▸ Pointing and labeling records
═══

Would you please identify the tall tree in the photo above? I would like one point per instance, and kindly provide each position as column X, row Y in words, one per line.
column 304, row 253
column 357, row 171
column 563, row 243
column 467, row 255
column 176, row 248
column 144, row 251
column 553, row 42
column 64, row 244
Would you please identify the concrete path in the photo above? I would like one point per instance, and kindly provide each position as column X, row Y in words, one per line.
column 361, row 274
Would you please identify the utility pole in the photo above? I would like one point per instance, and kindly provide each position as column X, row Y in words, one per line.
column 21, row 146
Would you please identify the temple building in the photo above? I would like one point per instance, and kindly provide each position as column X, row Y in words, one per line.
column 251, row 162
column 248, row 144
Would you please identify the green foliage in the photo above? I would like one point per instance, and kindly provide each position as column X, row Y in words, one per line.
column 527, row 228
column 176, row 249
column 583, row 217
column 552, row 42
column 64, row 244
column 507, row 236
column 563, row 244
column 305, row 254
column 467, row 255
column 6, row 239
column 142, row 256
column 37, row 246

═══

▸ Aim of the exercise
Repeat, character for character, everything from the start of the records down to the line containing "column 21, row 146", including that line.

▸ Output for this task
Would you please identify the tall tree in the photo above? I would like one point per instance, and kindly provide each position as column X, row Y in words, one per line.
column 304, row 253
column 357, row 171
column 563, row 243
column 467, row 255
column 176, row 248
column 144, row 251
column 553, row 42
column 64, row 244
Would you please identify the concrete path in the photo above? I would like one point per instance, and kindly provide each position as column X, row Y in words, one per line.
column 361, row 274
Would you please identify the utility pole in the photo above? I would like one point per instance, and kindly provide each position as column X, row Y in words, one per line.
column 21, row 146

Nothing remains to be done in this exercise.